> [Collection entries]
*-*-*

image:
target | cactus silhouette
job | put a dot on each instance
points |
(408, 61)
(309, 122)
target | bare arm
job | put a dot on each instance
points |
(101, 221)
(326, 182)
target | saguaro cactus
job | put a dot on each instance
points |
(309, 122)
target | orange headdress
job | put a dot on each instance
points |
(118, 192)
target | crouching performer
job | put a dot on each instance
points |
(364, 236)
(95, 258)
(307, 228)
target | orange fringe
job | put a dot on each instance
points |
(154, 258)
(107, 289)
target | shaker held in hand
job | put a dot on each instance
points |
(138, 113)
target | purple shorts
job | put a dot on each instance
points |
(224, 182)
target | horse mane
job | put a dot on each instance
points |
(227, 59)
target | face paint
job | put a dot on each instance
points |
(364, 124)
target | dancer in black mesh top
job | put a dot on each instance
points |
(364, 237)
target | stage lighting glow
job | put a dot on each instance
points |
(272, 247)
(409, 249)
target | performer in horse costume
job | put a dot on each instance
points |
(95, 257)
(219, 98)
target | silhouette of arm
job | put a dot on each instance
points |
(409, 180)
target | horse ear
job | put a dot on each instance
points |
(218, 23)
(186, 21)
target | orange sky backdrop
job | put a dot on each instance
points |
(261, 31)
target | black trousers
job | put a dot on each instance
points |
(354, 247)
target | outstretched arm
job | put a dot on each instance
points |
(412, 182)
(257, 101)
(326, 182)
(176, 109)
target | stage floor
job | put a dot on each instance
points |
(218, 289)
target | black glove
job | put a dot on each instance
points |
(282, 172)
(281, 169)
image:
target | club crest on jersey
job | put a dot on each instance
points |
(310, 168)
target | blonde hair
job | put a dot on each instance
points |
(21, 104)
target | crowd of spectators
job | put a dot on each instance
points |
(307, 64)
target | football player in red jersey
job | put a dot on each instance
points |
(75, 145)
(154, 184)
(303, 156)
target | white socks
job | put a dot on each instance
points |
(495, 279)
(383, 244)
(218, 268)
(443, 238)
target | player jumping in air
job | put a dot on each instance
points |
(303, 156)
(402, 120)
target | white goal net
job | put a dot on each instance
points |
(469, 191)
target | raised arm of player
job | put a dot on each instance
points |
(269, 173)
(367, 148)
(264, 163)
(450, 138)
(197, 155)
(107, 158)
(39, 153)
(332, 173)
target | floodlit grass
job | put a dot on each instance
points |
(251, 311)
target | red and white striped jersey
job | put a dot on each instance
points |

*-*-*

> [Assigned task] Word for word, return each of the entries shown above.

> [Answer to the exercise]
image:
target | cactus silhouette
job | put a dot on each instance
points |
(408, 61)
(309, 122)
target | bare arm
job | put a dot on each instance
points |
(101, 221)
(326, 182)
target | saguaro cactus
job | put a dot on each instance
points |
(309, 122)
target | orange headdress
job | put a dot on each instance
points |
(118, 192)
target | crouching performer
job | put a dot on each instance
points |
(364, 236)
(95, 258)
(307, 228)
target | orange fringe
job | put a dot on each instance
points |
(154, 258)
(107, 289)
target | shaker held in hand
job | put a dot on each instance
points |
(138, 113)
target | purple shorts
job | put a dot on each instance
points |
(224, 182)
target | horse mane
job | put a dot on each instance
points |
(227, 59)
target | face paint
job | put a dot on each instance
points |
(364, 124)
target | dancer in black mesh top
job | put a dot on each instance
points |
(364, 237)
target | stage lighting glow
job | put a dot on each instance
points |
(272, 247)
(409, 249)
target | performer in horse costume
job | put a dot on each instance
points |
(95, 257)
(219, 98)
target | silhouette of arm
job | put a dot on each instance
points |
(409, 180)
target | horse ear
job | put a dot on each instance
points |
(218, 23)
(186, 21)
target | orange sky backdrop
job | put a dot on each instance
points |
(261, 31)
target | black trousers
job | put a dot on each instance
points |
(354, 247)
target | outstretched arm
job | put a dot on each instance
points |
(412, 182)
(257, 101)
(326, 182)
(176, 109)
target | stage floor
job | put a dot on each instance
points |
(218, 289)
target | black glove
job | put a dot on each instance
points |
(282, 172)
(281, 169)
image:
target | club crest on jersey
job | put a dot on each instance
points |
(310, 168)
target | blonde hair
job | put a dot on each instance
points |
(21, 104)
target | crowd of spectators
job | put a dot on each instance
points |
(307, 64)
target | football player in red jersey
job | put a dot on each instance
points |
(75, 145)
(154, 184)
(303, 156)
target | white socks
job | put a dot on each instance
points |
(495, 279)
(383, 244)
(218, 268)
(443, 238)
target | player jumping in air
job | put a dot on each instance
points |
(303, 156)
(402, 120)
target | white goal net
job | put a dot on each instance
points |
(469, 191)
target | raised arm of player
job | put a dot on each instance
points |
(269, 173)
(367, 148)
(264, 163)
(450, 138)
(197, 155)
(107, 158)
(39, 153)
(332, 173)
target | floodlit grass
job | put a dot on each instance
points |
(251, 311)
target | red and white striped jersey
job | put a dot on each instance
points |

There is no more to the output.